> [Work item]:
Answer these questions using the passage on the Canterbury Waterway Rehabilitation Experiment.
1. How many properties does CAREX visit to conduct in-stream and wetland trials?
2. How much farmland did the Simpsons fence off 15 years ago?
3. What do the Simpsons plan to put through the wetland on their farm next year?

> [Reading passage]:
The Canterbury Waterway Rehabilitation Experiment or CAREX aims to improve rural waterway health through better nutrient, sediment and weed management.
Led by professors from the University of Canterbury's Freshwater Ecology Research Group, CAREX has teamed up with DOC and Fonterra and also scientists from Envionmental Science and Research (ESR) to work out how to rehabilitate waterways.
Jill and Richard Simpson's dairy farm near Lincoln is one of ten properties CAREX visits to conduct in-stream and wetland trials. The couple fenced off one hectare of farmland 15 years ago and planted it with native shrubs and trees. Now it is unique wetland providing a habitat for native fish, birds and plants.
Four natural springs in the wetland area drain into waterways on the Simpson's farm and are ideal for the rehabilitation experiments.
Dr Catherine Febria is from School of Biological Sciences and is part of the CAREX research team.
"We were looking to try and find natural places around agricultural waterways and this is one of the only protected wetlands… and it's just a great place to learn about what is the native biodiversity in the water and in the agricultural waterways in the region and so that's what brought us here two and a half years ago" she says.
Several in-stream and laboratory trials are currently underway to evaluate rehabilitation tools designed to manage macrophytes, reduce and remove sediment inputs, reduce nutrient levels in waterways, and improve in-stream habitat and biodiversity in the waterways.
Next year the Simpsons plan to put a public walkway through the wetland on their farm.

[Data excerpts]
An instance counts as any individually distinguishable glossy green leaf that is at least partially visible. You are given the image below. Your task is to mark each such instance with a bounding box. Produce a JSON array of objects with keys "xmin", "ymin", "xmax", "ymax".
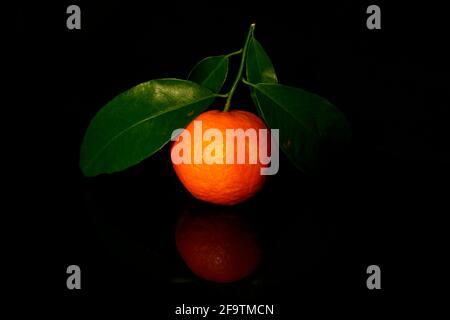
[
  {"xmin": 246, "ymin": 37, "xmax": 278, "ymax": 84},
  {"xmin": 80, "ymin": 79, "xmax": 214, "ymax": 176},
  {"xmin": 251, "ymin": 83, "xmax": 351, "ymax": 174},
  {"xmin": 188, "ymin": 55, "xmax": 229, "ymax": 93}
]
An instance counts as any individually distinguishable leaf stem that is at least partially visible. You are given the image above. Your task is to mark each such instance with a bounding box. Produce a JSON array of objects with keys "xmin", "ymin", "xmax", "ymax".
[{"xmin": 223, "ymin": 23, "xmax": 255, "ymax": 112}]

...

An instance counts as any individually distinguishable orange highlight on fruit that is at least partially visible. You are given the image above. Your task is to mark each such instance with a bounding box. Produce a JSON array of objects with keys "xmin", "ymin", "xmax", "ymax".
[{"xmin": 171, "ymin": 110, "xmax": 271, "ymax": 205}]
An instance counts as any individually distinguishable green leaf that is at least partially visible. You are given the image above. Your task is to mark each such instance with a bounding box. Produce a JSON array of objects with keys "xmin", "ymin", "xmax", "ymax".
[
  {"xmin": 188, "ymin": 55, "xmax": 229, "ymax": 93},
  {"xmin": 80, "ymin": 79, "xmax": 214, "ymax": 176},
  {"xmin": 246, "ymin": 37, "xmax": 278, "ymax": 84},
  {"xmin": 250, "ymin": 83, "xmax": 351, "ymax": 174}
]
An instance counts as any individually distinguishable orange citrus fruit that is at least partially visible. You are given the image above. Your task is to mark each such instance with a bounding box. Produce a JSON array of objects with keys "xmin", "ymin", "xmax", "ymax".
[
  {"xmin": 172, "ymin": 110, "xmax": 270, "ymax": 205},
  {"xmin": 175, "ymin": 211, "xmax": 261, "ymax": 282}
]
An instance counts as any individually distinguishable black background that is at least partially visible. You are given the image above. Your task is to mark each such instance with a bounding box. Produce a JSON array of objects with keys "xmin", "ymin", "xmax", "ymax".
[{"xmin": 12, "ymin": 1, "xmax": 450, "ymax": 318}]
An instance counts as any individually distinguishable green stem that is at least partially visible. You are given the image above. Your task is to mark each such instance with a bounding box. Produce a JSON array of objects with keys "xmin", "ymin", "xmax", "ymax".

> [Written reply]:
1. Ten properties.
2. One hectare.
3. A public walkway.